[Stated goal]
Transcribe the listing below word for word.

** Start of Source records **

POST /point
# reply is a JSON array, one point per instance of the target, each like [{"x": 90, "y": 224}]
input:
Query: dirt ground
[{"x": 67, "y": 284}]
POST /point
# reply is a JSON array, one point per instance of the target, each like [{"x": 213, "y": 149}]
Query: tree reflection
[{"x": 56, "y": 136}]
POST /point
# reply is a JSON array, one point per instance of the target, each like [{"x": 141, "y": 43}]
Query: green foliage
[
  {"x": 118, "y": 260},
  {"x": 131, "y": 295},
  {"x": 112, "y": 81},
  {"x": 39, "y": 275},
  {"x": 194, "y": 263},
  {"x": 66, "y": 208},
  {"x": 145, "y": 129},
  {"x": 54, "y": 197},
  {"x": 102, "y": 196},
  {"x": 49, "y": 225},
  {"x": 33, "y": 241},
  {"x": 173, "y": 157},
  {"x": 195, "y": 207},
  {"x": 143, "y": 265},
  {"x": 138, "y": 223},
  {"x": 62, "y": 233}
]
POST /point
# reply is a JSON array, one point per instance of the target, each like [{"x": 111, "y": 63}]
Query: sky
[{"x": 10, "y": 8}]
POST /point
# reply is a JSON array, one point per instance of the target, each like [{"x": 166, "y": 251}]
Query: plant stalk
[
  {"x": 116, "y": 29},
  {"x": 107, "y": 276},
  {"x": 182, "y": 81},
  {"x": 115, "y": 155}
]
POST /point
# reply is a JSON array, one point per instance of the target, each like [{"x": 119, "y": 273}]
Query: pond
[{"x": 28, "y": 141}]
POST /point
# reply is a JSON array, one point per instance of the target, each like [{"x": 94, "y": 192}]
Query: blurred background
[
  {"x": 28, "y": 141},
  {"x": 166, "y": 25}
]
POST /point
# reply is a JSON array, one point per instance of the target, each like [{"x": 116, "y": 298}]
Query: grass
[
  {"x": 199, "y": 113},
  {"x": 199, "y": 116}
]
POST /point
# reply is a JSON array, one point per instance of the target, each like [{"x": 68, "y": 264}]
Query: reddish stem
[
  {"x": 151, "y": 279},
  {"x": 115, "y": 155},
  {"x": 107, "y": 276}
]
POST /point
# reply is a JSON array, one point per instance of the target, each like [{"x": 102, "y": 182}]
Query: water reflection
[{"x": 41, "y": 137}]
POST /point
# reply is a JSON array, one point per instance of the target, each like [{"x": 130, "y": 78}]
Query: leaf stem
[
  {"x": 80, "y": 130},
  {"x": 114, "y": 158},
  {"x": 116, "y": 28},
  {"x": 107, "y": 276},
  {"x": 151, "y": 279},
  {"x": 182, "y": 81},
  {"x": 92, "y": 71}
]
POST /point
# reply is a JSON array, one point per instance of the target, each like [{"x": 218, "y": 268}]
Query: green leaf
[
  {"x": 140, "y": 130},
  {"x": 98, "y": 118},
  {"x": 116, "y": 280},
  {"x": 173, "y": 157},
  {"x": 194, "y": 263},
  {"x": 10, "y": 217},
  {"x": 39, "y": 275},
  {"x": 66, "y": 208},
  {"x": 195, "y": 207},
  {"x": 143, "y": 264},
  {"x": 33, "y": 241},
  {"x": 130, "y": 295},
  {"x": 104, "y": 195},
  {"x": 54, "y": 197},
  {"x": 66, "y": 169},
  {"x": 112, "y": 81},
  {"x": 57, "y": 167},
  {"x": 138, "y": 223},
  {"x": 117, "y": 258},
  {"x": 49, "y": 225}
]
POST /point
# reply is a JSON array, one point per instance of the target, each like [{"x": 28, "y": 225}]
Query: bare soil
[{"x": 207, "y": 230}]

** End of Source records **

[Task answer]
POST /point
# reply is a JSON array, one point per instance of the target, each like [{"x": 90, "y": 224}]
input:
Query: dirt ground
[{"x": 67, "y": 284}]
POST /point
# reply is a JSON array, one point per instance of the target, each like [{"x": 213, "y": 149}]
Query: tree reflection
[{"x": 56, "y": 136}]
POST /point
# reply is a JSON array, one point per instance of the target, each like [{"x": 141, "y": 43}]
Query: green foliage
[
  {"x": 118, "y": 260},
  {"x": 131, "y": 295},
  {"x": 112, "y": 81},
  {"x": 39, "y": 275},
  {"x": 194, "y": 263},
  {"x": 66, "y": 208},
  {"x": 145, "y": 129},
  {"x": 54, "y": 197},
  {"x": 102, "y": 196},
  {"x": 49, "y": 225},
  {"x": 33, "y": 241},
  {"x": 173, "y": 157},
  {"x": 195, "y": 207},
  {"x": 143, "y": 265},
  {"x": 138, "y": 223},
  {"x": 62, "y": 233}
]
POST /point
# reply is a JSON array, one point per instance of the target, each like [{"x": 111, "y": 63}]
Query: sky
[{"x": 10, "y": 8}]
POST /point
# reply is a JSON array, one point per instance of the target, each like [{"x": 166, "y": 251}]
Query: plant stalk
[
  {"x": 116, "y": 29},
  {"x": 107, "y": 276},
  {"x": 182, "y": 81},
  {"x": 115, "y": 155}
]
POST /point
# reply is a JSON array, one point per instance of the target, each like [{"x": 119, "y": 273}]
Query: pond
[{"x": 28, "y": 141}]
POST /point
# reply is a JSON array, one point per instance of the target, each like [{"x": 94, "y": 192}]
Query: blurred background
[
  {"x": 28, "y": 141},
  {"x": 166, "y": 25}
]
POST /point
# reply is a JSON array, one point per instance of the target, each like [{"x": 116, "y": 298}]
Query: grass
[
  {"x": 199, "y": 113},
  {"x": 199, "y": 116}
]
POST /point
# reply is a JSON array, one point per instance of the target, each like [{"x": 68, "y": 264}]
Query: reddish stem
[
  {"x": 151, "y": 279},
  {"x": 115, "y": 155},
  {"x": 107, "y": 276}
]
POST /point
# reply is a JSON array, one point per instance of the target, each like [{"x": 102, "y": 182}]
Query: water reflection
[{"x": 41, "y": 137}]
POST /point
# reply is a JSON array, one point per instance of the target, each like [{"x": 130, "y": 78}]
Query: leaf stem
[
  {"x": 80, "y": 130},
  {"x": 114, "y": 158},
  {"x": 116, "y": 28},
  {"x": 107, "y": 276},
  {"x": 151, "y": 279},
  {"x": 182, "y": 81},
  {"x": 92, "y": 71}
]
POST /point
# reply is a JSON array, one point per instance of the target, each like [{"x": 218, "y": 268}]
Query: green leaf
[
  {"x": 140, "y": 130},
  {"x": 98, "y": 118},
  {"x": 116, "y": 280},
  {"x": 173, "y": 157},
  {"x": 194, "y": 263},
  {"x": 10, "y": 217},
  {"x": 39, "y": 275},
  {"x": 66, "y": 208},
  {"x": 195, "y": 207},
  {"x": 143, "y": 264},
  {"x": 33, "y": 241},
  {"x": 130, "y": 295},
  {"x": 104, "y": 195},
  {"x": 54, "y": 197},
  {"x": 66, "y": 169},
  {"x": 112, "y": 81},
  {"x": 57, "y": 167},
  {"x": 138, "y": 223},
  {"x": 117, "y": 258},
  {"x": 49, "y": 225}
]
POST /point
# reply is a JSON array, one point per instance of the target, each like [{"x": 28, "y": 225}]
Query: bare soil
[{"x": 207, "y": 230}]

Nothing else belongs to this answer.